• **SHORT TASK 1**
Repeat the passage of the summer move essay between "My kids wake, and" and "up summer days.", inclusive, word for word.

Day breaks, the sun rises, the world awakes. I sit in the quiet with a hot cup of coffee and listen to the sounds of waves lapping the lakeshore and leaves waving in the gentle breeze.

My kids wake, and pull their blankets aside, asking for me to come in for a morning snuggle. My son puts his arms around my neck tight, squeezes his soft cheek to mine and holds me there longer than is comfortable but I don’t move.

My daughter asks for me next and we lay together as she tells me about her dreams the night before and what she wants to do today.

Our summer days are spent in an odd way, with little rhyme or reason, hardly a routine in sight. I work, they play, then we all play together when my work is done.

When daddy comes in at the end of the day after work, they run and jump on him with huge hugs and chatter about all the things they want to do with him before the sun sets.

Day in and day out, we have the same non-routine that makes up summer days.

The difference is that this summer, we’ve moved and left behind the only home my two kids have known and taken a giant step into the constant feeling of transition and question marks 1500 miles away.

We packed up our home, shut the door, and headed off onto a new life adventure that has taken us from the white sandy beaches of Florida to cool lake air and green farm pastures in New York.

I thought leaving home would be much harder on all of us than it has been since we said goodbye to our house of seven years.

I realize now that it’s because home came with us. Home is us.

It was a week after we’d arrived at our new destination, and I was spending my evenings scouring the internet for houses for sale or rent, trying to find us a home.

I found a piece of paper on the coffee table with my daughter’s handwriting and hearts on it. One heart said “Water + hole = lake”, the next said “Lake + cottage = Fun” and the third said “Family + Fun = Home”

• **SHORT TASK 2**
Reproduce the records between the lines holding "Localize any soldier present in the scene." and "[70,71,113,107]", inclusive, without any change.

Records of labeled boxes:
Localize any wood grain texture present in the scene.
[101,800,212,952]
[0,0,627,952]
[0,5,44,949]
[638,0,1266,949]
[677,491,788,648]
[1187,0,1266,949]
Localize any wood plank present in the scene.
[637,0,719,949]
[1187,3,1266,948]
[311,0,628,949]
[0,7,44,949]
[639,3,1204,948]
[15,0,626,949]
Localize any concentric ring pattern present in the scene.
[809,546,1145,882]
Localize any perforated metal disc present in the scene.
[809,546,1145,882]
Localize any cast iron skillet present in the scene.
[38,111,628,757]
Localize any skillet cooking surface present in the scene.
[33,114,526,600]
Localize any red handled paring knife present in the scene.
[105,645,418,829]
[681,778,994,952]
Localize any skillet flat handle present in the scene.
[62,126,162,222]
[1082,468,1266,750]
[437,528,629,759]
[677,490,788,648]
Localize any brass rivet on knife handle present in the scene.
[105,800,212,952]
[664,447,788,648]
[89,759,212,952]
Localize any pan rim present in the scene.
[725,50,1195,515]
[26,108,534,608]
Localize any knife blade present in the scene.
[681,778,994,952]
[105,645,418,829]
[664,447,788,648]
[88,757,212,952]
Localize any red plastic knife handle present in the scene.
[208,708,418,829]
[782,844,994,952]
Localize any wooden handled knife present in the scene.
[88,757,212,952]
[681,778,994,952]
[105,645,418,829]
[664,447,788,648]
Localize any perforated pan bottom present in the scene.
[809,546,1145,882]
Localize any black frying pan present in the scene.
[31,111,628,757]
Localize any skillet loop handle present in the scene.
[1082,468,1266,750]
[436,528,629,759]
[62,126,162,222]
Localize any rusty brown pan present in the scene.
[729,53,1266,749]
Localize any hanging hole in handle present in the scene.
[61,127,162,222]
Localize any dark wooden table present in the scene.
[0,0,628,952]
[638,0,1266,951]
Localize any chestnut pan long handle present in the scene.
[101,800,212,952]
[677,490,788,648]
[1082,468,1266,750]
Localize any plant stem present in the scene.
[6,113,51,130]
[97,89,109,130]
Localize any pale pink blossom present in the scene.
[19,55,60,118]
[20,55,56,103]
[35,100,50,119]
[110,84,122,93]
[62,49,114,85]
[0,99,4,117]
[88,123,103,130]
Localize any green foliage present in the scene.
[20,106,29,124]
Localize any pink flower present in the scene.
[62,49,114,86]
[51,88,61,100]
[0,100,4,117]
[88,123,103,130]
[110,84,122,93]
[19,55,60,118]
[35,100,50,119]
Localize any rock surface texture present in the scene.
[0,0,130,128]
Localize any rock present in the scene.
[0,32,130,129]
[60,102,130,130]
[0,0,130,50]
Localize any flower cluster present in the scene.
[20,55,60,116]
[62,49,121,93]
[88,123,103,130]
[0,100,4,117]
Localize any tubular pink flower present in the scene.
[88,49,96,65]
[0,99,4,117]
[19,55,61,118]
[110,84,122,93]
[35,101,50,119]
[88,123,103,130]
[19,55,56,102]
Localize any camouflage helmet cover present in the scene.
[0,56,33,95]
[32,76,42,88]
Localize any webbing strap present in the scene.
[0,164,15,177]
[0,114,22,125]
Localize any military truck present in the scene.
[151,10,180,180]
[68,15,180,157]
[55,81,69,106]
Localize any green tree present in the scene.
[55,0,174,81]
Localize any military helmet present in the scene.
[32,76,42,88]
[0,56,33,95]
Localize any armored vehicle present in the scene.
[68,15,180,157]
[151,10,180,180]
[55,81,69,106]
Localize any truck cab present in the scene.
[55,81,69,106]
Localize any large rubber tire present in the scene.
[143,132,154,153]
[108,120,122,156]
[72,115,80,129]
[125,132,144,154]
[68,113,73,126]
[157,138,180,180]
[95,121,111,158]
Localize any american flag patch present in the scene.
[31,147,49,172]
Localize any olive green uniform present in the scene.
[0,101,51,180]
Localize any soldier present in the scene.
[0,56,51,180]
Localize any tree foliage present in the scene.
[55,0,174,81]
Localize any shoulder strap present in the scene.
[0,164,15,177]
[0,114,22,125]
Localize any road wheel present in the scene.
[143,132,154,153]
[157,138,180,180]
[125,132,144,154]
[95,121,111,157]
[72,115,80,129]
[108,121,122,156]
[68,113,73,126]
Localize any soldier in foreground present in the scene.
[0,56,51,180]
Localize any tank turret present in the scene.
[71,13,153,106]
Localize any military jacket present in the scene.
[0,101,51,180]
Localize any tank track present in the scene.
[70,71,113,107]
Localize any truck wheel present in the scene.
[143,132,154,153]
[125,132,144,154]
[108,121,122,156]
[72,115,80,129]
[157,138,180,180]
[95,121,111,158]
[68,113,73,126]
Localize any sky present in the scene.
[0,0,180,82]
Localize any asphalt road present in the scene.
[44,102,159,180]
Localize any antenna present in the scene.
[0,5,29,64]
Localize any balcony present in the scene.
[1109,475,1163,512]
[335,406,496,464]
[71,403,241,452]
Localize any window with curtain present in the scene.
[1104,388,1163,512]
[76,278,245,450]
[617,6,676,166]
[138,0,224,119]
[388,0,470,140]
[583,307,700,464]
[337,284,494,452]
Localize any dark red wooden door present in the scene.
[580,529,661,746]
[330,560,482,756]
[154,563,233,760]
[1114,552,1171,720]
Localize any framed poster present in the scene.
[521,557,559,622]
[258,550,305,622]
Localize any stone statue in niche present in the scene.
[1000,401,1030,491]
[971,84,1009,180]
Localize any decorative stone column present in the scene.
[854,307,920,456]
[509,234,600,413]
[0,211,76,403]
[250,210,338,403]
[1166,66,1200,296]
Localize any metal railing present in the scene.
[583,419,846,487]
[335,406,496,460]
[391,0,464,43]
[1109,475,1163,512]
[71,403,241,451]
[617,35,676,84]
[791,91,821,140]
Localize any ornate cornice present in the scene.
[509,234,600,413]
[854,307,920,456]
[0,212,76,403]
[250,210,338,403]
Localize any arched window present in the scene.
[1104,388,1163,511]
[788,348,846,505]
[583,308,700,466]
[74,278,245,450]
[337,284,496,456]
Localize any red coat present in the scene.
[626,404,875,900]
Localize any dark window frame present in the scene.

• **FINAL RESULT 1**
My kids wake, and pull their blankets aside, asking for me to come in for a morning snuggle. My son puts his arms around my neck tight, squeezes his soft cheek to mine and holds me there longer than is comfortable but I don’t move.

My daughter asks for me next and we lay together as she tells me about her dreams the night before and what she wants to do today.

Our summer days are spent in an odd way, with little rhyme or reason, hardly a routine in sight. I work, they play, then we all play together when my work is done.

When daddy comes in at the end of the day after work, they run and jump on him with huge hugs and chatter about all the things they want to do with him before the sun sets.

Day in and day out, we have the same non-routine that makes up summer days.

• **FINAL RESULT 2**
Localize any soldier present in the scene.
[0,56,51,180]
Localize any tree foliage present in the scene.
[55,0,174,81]
Localize any shoulder strap present in the scene.
[0,164,15,177]
[0,114,22,125]
Localize any road wheel present in the scene.
[143,132,154,153]
[157,138,180,180]
[125,132,144,154]
[95,121,111,157]
[72,115,80,129]
[108,121,122,156]
[68,113,73,126]
Localize any soldier in foreground present in the scene.
[0,56,51,180]
Localize any tank turret present in the scene.
[71,13,153,106]
Localize any military jacket present in the scene.
[0,101,51,180]
Localize any tank track present in the scene.
[70,71,113,107]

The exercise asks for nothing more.